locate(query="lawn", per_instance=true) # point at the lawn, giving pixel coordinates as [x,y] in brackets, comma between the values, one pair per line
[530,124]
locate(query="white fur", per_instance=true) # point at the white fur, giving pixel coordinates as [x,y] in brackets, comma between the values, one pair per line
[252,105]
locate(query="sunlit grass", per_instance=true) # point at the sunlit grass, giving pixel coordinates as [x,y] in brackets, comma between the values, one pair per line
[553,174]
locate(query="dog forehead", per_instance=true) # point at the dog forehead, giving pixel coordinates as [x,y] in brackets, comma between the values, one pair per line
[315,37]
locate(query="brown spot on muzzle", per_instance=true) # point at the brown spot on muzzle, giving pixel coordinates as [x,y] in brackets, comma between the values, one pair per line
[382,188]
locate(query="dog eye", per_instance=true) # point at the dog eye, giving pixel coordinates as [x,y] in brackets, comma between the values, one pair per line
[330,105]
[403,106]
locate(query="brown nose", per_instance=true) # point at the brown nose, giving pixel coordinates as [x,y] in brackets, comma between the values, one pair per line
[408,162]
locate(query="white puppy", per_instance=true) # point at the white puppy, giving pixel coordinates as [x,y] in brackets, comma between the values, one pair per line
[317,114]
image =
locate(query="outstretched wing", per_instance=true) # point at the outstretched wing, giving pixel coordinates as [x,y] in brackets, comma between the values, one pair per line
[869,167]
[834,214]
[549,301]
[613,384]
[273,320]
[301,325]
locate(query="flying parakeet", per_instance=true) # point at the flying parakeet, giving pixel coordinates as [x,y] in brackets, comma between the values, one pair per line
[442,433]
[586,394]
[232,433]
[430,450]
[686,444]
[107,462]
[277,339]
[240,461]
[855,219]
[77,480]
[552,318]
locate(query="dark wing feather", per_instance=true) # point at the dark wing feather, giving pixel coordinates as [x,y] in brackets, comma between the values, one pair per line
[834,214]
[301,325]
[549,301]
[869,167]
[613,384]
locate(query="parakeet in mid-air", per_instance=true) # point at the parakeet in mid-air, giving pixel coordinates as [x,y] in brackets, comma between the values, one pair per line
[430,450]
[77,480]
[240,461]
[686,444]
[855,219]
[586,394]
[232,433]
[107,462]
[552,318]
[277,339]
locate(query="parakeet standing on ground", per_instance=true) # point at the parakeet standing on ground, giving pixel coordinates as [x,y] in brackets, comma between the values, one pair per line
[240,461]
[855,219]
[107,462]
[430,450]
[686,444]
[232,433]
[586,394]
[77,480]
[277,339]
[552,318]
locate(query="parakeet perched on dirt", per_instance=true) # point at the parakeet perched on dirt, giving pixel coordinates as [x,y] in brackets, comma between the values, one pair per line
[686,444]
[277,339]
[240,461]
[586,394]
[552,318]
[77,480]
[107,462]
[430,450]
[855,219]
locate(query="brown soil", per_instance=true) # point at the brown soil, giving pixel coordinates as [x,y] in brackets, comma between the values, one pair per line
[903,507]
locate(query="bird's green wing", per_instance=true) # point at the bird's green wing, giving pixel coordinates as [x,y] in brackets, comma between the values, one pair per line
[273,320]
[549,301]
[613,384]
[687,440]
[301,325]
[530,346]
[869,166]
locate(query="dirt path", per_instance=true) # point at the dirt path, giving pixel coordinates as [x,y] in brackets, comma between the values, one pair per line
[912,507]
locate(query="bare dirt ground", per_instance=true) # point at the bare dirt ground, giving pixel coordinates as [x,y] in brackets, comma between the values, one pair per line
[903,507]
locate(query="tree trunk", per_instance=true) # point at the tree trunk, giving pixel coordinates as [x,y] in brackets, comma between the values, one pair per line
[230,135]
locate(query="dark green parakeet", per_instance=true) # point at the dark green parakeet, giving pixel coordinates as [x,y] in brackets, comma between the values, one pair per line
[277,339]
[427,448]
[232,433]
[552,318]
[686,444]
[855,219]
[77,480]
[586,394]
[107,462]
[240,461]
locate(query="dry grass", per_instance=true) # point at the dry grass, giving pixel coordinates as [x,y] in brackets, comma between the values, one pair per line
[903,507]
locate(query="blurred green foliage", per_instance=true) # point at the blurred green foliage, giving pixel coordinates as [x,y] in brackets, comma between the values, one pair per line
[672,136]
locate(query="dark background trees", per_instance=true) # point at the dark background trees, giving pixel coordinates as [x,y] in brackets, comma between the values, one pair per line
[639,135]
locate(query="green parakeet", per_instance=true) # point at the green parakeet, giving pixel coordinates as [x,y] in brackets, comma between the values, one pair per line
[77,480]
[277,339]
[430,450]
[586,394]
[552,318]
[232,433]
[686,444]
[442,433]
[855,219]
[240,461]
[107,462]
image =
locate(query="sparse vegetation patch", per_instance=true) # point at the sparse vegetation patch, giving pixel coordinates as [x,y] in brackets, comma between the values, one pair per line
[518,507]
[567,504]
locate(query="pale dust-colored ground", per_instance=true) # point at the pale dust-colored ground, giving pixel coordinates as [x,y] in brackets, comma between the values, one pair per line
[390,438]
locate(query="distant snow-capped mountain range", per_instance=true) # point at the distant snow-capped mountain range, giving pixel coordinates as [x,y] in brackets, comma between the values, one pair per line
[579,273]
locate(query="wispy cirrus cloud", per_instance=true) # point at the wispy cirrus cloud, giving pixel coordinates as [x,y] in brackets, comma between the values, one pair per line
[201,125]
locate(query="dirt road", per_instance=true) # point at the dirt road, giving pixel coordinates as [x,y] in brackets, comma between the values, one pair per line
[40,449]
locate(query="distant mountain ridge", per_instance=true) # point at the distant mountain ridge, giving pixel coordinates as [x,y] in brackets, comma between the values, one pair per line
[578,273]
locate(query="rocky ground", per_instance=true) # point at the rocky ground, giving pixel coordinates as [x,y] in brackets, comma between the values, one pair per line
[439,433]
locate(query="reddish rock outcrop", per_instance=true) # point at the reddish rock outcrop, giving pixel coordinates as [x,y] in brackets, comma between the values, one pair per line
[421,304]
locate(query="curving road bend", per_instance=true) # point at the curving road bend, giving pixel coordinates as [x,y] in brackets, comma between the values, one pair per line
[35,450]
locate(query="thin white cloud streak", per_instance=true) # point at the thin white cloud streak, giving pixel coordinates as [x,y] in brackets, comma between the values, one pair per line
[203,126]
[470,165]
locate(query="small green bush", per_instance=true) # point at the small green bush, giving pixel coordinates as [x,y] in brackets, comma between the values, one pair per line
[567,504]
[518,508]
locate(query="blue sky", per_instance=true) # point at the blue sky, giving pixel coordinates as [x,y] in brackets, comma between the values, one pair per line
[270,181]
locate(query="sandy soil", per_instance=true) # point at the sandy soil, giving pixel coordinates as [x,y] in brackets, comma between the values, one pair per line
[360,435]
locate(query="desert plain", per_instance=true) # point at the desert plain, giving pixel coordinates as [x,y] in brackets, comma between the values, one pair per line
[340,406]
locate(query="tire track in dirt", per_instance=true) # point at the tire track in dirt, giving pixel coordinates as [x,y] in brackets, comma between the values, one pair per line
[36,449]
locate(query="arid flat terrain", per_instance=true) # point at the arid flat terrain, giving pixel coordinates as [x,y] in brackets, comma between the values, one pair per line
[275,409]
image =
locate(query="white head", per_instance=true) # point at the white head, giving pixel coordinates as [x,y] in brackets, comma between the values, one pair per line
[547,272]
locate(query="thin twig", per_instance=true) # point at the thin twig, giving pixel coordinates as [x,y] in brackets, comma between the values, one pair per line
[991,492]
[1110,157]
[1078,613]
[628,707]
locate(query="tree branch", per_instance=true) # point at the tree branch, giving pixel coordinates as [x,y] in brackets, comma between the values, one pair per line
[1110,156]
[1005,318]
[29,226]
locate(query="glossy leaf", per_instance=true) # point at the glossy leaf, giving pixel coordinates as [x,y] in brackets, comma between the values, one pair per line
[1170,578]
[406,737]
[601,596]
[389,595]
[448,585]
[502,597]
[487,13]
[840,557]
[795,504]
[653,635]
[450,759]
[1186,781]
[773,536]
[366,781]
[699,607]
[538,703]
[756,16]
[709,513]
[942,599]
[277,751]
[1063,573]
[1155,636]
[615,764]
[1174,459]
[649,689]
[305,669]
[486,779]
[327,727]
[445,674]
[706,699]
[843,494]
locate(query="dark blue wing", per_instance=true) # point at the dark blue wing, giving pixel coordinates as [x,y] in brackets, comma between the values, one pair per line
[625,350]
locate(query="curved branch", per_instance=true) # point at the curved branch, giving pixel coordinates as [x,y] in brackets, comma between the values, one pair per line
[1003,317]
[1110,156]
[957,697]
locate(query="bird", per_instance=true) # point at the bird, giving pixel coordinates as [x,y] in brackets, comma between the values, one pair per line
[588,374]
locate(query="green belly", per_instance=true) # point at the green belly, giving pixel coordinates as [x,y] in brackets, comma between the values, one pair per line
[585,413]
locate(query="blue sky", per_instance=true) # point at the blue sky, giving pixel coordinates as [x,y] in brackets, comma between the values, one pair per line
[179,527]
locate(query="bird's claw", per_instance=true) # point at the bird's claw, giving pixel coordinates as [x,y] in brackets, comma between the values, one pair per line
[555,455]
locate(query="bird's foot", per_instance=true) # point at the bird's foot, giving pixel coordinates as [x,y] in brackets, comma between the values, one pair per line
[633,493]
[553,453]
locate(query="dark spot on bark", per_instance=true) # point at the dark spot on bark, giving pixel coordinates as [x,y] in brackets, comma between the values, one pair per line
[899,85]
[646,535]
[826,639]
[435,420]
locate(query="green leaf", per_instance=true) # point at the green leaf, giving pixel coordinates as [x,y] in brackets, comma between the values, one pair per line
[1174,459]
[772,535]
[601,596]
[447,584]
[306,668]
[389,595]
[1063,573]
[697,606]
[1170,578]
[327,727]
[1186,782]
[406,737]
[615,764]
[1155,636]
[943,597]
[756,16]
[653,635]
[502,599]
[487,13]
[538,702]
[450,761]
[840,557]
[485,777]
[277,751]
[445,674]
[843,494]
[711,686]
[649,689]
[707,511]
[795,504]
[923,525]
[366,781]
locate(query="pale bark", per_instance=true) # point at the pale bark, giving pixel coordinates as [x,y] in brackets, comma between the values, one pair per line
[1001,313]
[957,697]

===============

> [Set exercise]: Return precisely the lines of the records, starting with the line that holds "the bird, giving" and ending with the last one.

> [Output for this exercise]:
locate(query="bird", per_instance=true) # point at the bird, giving pixel coordinates as [x,y] in brackets, comma between the values, one pair per line
[588,374]
locate(query="green belly", per_instance=true) # point at the green belly, giving pixel coordinates as [x,y] in brackets, comma between the values, one pair per line
[585,413]
locate(query="blue sky", per_instance=true) # point at the blue sky, giving pixel coordinates as [x,y] in brackets, comma between the values, one pair per line
[179,527]
locate(query="bird's claw", per_instance=true) # point at the bird's claw, giving pixel coordinates as [x,y] in brackets, comma between the values, one pair per line
[555,455]
locate(query="bird's foot", per_instance=true) # point at the bird's foot, giving pixel coordinates as [x,y] in brackets, comma between the values, one pair per line
[633,493]
[553,453]
locate(query="dark spot on bark", per_instance=true) # point at the dark spot on bark, giving pixel coordinates as [x,y] in brackets, comma between the values, one pair per line
[899,85]
[646,535]
[826,639]
[435,420]
locate(query="green leaf", per_instance=true) # point at the green leaf, giving pixel coordinates as [x,y] in brackets, comma between the values, one pair per line
[1174,459]
[772,535]
[601,596]
[447,584]
[306,668]
[389,595]
[1063,573]
[697,606]
[1170,578]
[327,727]
[1186,782]
[406,737]
[615,764]
[1155,636]
[943,597]
[756,16]
[653,635]
[502,599]
[487,13]
[538,702]
[450,761]
[840,557]
[485,777]
[277,751]
[445,674]
[843,494]
[711,686]
[649,689]
[707,511]
[795,504]
[923,525]
[366,781]
locate(query="pale bark", per_instance=true) # point at the pale bark, giving pixel coordinates as [x,y] in brackets, comma between the values, one pair per line
[1001,313]
[957,697]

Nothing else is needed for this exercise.